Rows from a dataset

____________

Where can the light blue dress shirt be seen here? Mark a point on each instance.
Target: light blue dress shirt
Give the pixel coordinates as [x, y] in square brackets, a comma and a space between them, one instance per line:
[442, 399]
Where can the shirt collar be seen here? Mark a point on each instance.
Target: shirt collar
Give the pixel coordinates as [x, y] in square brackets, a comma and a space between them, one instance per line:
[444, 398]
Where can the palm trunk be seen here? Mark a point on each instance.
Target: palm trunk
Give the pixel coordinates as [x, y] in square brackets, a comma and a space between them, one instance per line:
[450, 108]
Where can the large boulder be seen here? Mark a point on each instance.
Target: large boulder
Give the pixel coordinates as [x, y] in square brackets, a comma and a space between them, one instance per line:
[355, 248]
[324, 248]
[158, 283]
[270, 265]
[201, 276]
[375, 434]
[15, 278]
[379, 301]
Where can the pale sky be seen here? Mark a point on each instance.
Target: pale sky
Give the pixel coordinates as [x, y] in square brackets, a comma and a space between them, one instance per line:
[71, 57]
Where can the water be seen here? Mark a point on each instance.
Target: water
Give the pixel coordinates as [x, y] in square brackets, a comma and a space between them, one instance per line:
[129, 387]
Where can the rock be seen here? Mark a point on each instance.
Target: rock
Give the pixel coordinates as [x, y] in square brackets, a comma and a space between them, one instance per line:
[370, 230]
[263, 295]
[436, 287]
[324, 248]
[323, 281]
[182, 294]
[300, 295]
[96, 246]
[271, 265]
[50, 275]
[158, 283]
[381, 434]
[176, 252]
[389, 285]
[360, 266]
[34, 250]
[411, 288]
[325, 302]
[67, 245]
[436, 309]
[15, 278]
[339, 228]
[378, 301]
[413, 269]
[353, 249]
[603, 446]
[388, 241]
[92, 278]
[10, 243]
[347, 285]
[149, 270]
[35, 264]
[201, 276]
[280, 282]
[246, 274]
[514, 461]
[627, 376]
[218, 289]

____________

● Challenge
Copy out every line of the listing above, unchanged.

● Task output
Where can the light blue dress shirt be seen here? Mark a point on each instance.
Target: light blue dress shirt
Give the pixel coordinates as [x, y] in square brackets, a comma and a space between them, one instance per line:
[442, 399]
Where can the shirt collar be seen here? Mark a point on each instance.
Target: shirt collar
Give the pixel coordinates as [x, y] in square brackets, a comma and a space between them, one instance per line:
[444, 398]
Where can the palm trunk be seen here? Mark a point on each instance.
Target: palm trunk
Give the pixel coordinates as [x, y] in square brackets, a comma and a space between them, one instance per line:
[450, 108]
Where can the large boulder be seen here? Mark a point on each instance.
Target: large boulder
Give the pixel coordinates as [x, y] in square brackets, a comma and a space between them, one instance per line:
[355, 248]
[324, 248]
[158, 283]
[270, 265]
[201, 276]
[375, 434]
[15, 278]
[379, 301]
Where can the pale sky be seen here? Mark a point on each instance.
Target: pale sky
Give the pixel coordinates as [x, y] in square brackets, a comma and a space between them, one instance per line:
[71, 57]
Where can the water be seen here? Mark a point on each instance.
Target: water
Give the pixel coordinates as [x, y] in square brackets, a comma and a space between them, one instance per line:
[129, 387]
Where can the rock be seen here? Mark a point on each instance.
Target: rock
Give the pixel coordinates as [x, y] in square brackets, a comma and a space between them, one instance per line:
[370, 230]
[263, 295]
[436, 287]
[324, 248]
[323, 281]
[182, 294]
[300, 295]
[96, 246]
[271, 265]
[50, 275]
[158, 283]
[381, 434]
[176, 252]
[389, 285]
[360, 266]
[34, 250]
[411, 288]
[325, 302]
[67, 245]
[436, 309]
[15, 278]
[339, 228]
[378, 301]
[413, 269]
[353, 249]
[603, 446]
[388, 241]
[92, 278]
[10, 243]
[347, 285]
[149, 270]
[35, 264]
[201, 276]
[280, 282]
[246, 274]
[514, 461]
[627, 376]
[218, 289]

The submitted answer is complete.